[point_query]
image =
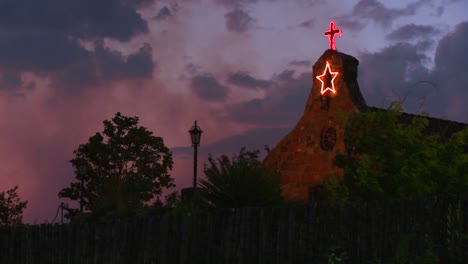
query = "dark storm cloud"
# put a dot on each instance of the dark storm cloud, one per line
(50, 53)
(117, 19)
(41, 37)
(38, 51)
(308, 23)
(374, 11)
(283, 103)
(238, 20)
(114, 66)
(163, 13)
(208, 88)
(450, 72)
(10, 81)
(393, 73)
(399, 72)
(104, 64)
(412, 31)
(245, 80)
(300, 63)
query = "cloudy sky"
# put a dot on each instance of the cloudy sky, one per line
(242, 68)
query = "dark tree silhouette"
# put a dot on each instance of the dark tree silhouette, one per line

────────

- **Task objective**
Produce an exact copy of the records above, leaving out the pictures.

- **Solution to this exercise**
[point_query]
image =
query = "dark storm cloud"
# put a dot on each instance of the dark storm cloud, one per line
(50, 53)
(117, 19)
(41, 37)
(38, 51)
(308, 23)
(374, 11)
(283, 103)
(238, 20)
(114, 66)
(163, 13)
(208, 88)
(450, 72)
(10, 81)
(393, 73)
(399, 72)
(104, 64)
(412, 31)
(245, 80)
(300, 63)
query = "cloudy sky"
# put a dot on each instance of the cloudy sky, one per line
(242, 68)
query = "dark tree silhouette"
# put a dot on each instance of the dark tree silhouette, one per line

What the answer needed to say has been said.